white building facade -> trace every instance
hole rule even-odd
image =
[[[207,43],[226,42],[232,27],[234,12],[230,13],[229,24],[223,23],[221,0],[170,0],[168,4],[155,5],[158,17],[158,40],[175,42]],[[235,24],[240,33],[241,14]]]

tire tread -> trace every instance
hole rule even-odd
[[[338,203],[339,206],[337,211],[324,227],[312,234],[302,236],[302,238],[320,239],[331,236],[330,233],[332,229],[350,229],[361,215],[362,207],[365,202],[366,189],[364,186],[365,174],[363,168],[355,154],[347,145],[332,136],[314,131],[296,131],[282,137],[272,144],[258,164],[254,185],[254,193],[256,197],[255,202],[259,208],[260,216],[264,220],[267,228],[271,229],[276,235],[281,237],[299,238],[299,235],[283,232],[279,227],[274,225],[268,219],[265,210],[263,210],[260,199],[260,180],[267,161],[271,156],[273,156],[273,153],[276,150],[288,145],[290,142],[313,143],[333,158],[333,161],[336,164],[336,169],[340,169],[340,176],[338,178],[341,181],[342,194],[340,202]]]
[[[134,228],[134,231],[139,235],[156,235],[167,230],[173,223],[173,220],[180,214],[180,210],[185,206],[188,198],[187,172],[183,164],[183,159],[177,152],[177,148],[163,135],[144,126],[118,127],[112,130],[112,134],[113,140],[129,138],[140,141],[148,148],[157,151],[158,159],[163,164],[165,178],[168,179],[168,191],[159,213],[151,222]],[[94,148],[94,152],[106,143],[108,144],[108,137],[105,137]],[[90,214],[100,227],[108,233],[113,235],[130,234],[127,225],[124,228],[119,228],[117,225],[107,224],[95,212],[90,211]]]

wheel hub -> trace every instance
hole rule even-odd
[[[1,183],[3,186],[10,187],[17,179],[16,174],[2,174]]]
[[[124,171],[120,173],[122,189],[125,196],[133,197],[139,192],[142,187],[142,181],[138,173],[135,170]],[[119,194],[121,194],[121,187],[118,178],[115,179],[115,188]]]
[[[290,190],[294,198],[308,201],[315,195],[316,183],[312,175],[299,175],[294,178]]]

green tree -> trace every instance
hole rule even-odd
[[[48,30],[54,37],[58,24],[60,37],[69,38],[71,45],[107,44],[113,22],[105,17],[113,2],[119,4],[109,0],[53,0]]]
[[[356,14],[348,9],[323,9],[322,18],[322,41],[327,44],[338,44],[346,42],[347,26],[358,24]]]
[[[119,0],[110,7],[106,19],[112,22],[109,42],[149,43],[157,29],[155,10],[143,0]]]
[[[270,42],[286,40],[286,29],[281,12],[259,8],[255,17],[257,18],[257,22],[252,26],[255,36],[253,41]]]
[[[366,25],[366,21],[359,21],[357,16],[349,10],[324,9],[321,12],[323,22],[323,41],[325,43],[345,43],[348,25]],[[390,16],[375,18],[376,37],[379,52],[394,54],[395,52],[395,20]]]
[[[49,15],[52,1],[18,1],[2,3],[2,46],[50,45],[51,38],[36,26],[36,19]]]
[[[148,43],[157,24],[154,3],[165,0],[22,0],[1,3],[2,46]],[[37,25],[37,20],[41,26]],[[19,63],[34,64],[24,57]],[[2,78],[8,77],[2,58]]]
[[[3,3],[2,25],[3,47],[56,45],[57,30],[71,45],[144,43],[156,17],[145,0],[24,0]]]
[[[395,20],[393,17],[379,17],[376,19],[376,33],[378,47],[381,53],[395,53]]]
--
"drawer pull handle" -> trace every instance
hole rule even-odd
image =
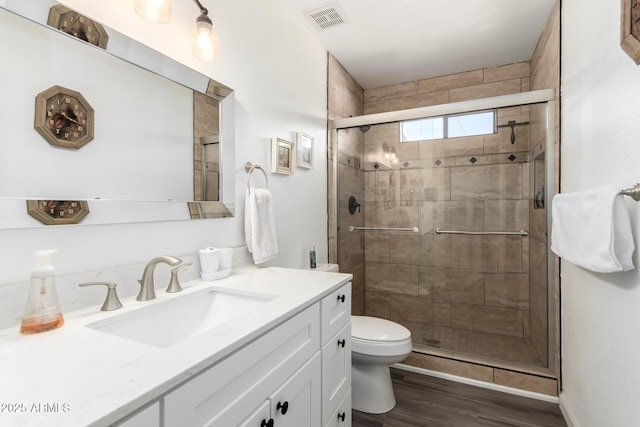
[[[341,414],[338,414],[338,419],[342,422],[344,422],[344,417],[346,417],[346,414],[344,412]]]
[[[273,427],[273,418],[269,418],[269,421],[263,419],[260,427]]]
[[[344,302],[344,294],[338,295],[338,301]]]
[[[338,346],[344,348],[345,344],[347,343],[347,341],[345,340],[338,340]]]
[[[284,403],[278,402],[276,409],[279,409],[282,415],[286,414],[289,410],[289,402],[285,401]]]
--
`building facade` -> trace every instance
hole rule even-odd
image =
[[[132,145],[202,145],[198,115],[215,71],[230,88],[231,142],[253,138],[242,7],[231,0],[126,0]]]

• **WORK INSTRUCTIONS**
Copy verbatim, from the listing above, each line from the one containing "white building facade -> trace every instance" down to the one containing "wheel hub -> trace every instance", inclusive.

• **TASK RESPONSE**
white building facade -> trace every instance
hole rule even-odd
image =
[[[207,43],[226,42],[232,27],[234,12],[230,13],[229,24],[223,23],[221,0],[170,0],[168,4],[155,5],[158,17],[158,40],[175,42]],[[235,24],[240,33],[241,14]]]

tire tread -> trace every instance
hole rule even-odd
[[[338,203],[339,206],[337,211],[324,227],[312,234],[302,236],[302,238],[320,239],[331,236],[330,233],[332,229],[350,229],[361,215],[362,207],[365,202],[366,189],[364,186],[365,174],[363,168],[355,154],[347,145],[332,136],[314,131],[296,131],[282,137],[272,144],[258,164],[254,185],[254,193],[256,197],[255,202],[259,208],[260,216],[264,220],[267,228],[271,229],[276,235],[281,237],[299,238],[299,235],[283,232],[279,227],[274,225],[268,219],[265,210],[263,210],[260,199],[260,180],[267,161],[271,156],[273,156],[273,153],[276,150],[288,145],[290,142],[313,143],[333,158],[333,161],[336,164],[336,169],[340,169],[340,176],[338,178],[341,181],[342,194],[340,202]]]
[[[134,228],[134,231],[139,235],[156,235],[167,230],[173,223],[173,220],[180,214],[180,210],[185,206],[188,198],[187,172],[183,164],[183,159],[177,152],[177,148],[163,135],[144,126],[118,127],[112,130],[112,134],[113,140],[129,138],[140,141],[148,148],[157,151],[158,159],[163,164],[165,178],[168,179],[168,191],[159,213],[151,222]],[[94,148],[94,152],[106,143],[108,144],[108,137],[105,137]],[[90,214],[100,227],[108,233],[113,235],[130,234],[127,225],[124,228],[119,228],[117,225],[107,224],[95,212],[90,211]]]

wheel hub -> trace every instance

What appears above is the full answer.